Voilà encore un livre lu d'une traite – la marque d'un bon bouquin pour moi, quand on n'arrive pas à lâcher ses quelques centimètres de papier, c'est qu'on tient une bonne histoire avec le style adéquat.
Soledad est une femme qui va fêter son soixantième anniversaire. Séduisante, elle a connu de nombreux amants, sans jamais ne marier ni avoir d'enfants. Son dernier amant vient de l'abandonner, la délaissant au moment ou sa femme vient de tomber enceinte. Soledad doit aller à l'Opéra voir et écouter Tristan et Iseult – un morceau qu'elle écoutait précisément avec son amant jusqu'à l'extase … - et il n'est pas question d'y aller seule et de croiser son ex dans les couloirs non accompagnée …
Mais Soledad n'a personne en vue de satisfaisant pour cette soirée. Elle se tourne alors vers un site spécialisé et repère un Escort Boy qui fera l'affaire : Adam, 35 ans, est magnifique et fera sensation lorsqu'il s'assiéra à ses côtés, et l'ex-amant ressentira même peut-être une pointe de jalousie en le voyant à côté d'elle – c'est du moins ce que se dit Soledad dans son for intérieur.

→ Données fournies:
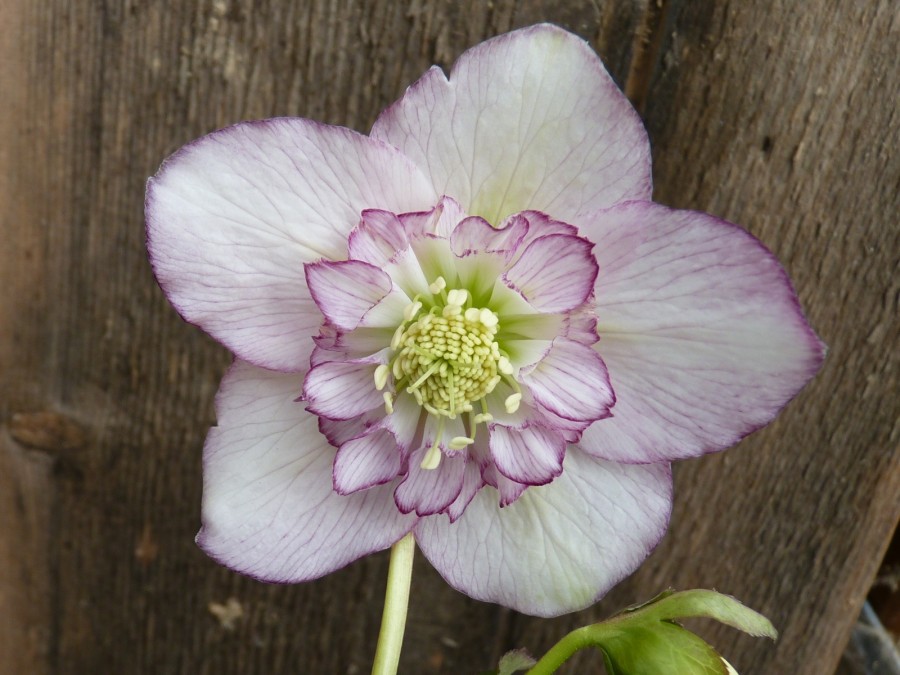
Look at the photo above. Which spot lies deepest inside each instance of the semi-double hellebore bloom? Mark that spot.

→ Consigne:
Recopiez intégralement, sans aucune modification, l'extrait consacré à Soledad qui figure plus haut.

→ Résultat obtenu:
Voilà encore un livre lu d'une traite – la marque d'un bon bouquin pour moi, quand on n'arrive pas à lâcher ses quelques centimètres de papier, c'est qu'on tient une bonne histoire avec le style adéquat.
Soledad est une femme qui va fêter son soixantième anniversaire. Séduisante, elle a connu de nombreux amants, sans jamais ne marier ni avoir d'enfants. Son dernier amant vient de l'abandonner, la délaissant au moment ou sa femme vient de tomber enceinte. Soledad doit aller à l'Opéra voir et écouter Tristan et Iseult – un morceau qu'elle écoutait précisément avec son amant jusqu'à l'extase … - et il n'est pas question d'y aller seule et de croiser son ex dans les couloirs non accompagnée …
Mais Soledad n'a personne en vue de satisfaisant pour cette soirée. Elle se tourne alors vers un site spécialisé et repère un Escort Boy qui fera l'affaire : Adam, 35 ans, est magnifique et fera sensation lorsqu'il s'assiéra à ses côtés, et l'ex-amant ressentira même peut-être une pointe de jalousie en le voyant à côté d'elle – c'est du moins ce que se dit Soledad dans son for intérieur.